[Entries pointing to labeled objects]
================================

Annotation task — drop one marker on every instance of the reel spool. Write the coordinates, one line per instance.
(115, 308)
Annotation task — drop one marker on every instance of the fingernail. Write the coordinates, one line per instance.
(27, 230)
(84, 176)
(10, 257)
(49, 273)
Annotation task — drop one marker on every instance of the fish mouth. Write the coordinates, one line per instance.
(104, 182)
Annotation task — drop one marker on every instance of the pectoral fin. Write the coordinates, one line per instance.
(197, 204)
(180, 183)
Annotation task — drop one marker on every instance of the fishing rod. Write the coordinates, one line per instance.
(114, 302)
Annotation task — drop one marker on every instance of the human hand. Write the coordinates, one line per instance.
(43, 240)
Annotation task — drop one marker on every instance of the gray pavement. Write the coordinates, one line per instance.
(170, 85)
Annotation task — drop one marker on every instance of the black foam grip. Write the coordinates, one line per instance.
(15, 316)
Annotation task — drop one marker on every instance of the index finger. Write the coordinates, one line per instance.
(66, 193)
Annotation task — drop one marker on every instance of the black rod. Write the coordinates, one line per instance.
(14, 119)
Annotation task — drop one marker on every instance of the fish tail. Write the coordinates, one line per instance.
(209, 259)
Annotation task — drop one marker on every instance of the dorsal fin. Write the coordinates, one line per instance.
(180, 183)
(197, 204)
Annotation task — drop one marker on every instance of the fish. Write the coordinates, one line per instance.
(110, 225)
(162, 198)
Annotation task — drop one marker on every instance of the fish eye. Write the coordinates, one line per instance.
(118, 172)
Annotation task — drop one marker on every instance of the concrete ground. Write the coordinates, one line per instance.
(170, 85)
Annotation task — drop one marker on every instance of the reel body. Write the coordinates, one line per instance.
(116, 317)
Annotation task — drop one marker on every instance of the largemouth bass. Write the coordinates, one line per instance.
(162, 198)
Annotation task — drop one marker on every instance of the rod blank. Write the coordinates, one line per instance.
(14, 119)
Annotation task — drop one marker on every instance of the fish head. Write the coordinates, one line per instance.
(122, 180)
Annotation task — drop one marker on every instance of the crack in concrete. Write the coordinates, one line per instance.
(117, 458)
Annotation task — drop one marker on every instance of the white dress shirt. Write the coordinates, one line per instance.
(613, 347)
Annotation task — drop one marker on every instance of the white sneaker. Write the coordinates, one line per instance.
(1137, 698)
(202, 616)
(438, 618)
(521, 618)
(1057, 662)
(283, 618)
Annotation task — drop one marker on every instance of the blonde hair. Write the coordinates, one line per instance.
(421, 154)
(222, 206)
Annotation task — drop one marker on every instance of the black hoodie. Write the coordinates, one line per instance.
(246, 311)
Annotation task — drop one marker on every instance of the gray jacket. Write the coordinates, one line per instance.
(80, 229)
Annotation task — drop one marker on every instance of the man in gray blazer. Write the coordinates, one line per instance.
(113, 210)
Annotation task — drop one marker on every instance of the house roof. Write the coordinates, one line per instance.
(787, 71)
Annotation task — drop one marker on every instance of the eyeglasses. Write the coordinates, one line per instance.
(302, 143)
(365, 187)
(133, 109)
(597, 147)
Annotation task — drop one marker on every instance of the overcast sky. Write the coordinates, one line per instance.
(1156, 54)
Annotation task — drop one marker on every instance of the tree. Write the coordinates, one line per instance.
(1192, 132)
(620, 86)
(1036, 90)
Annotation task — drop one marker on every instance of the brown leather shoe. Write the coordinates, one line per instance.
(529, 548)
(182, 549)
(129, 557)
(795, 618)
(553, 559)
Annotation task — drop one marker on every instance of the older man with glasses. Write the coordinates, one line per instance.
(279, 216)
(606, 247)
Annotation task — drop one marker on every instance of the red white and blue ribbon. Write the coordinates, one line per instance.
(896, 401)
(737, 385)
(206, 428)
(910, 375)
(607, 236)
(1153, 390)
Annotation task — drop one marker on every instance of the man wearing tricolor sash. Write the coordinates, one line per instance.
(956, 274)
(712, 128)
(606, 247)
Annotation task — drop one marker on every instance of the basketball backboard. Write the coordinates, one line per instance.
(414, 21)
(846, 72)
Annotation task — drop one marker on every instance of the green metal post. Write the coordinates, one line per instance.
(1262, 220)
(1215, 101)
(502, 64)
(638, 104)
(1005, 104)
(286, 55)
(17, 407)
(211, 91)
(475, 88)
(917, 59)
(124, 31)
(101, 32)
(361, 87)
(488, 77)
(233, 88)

================================

• Written request:
Reproduce the stretch of the listing from the line containing "ribbon. Write the coordinates, one line per instance." through the end of the listing, both ends included, with each line kept word for word.

• Full answer:
Annotation task — drop one marker on every instance of the red white and blue ribbon. Write the coordinates, one line per instance.
(896, 401)
(737, 385)
(206, 428)
(910, 375)
(607, 236)
(1153, 390)
Annotation task — drop one marker on every instance of the man wearing tricolor sash. Write the coordinates, one line per instance.
(956, 274)
(712, 128)
(606, 247)
Annotation task — drop one marker on every instance of the basketball backboard. Write the coordinates, one line per instance.
(414, 21)
(846, 72)
Annotation task — drop one marker on every instance of the green metal post. Write the coordinates, one line per instance.
(1262, 220)
(1215, 101)
(502, 64)
(638, 104)
(1005, 104)
(286, 55)
(17, 407)
(211, 91)
(475, 88)
(917, 59)
(124, 31)
(101, 32)
(361, 87)
(488, 77)
(233, 88)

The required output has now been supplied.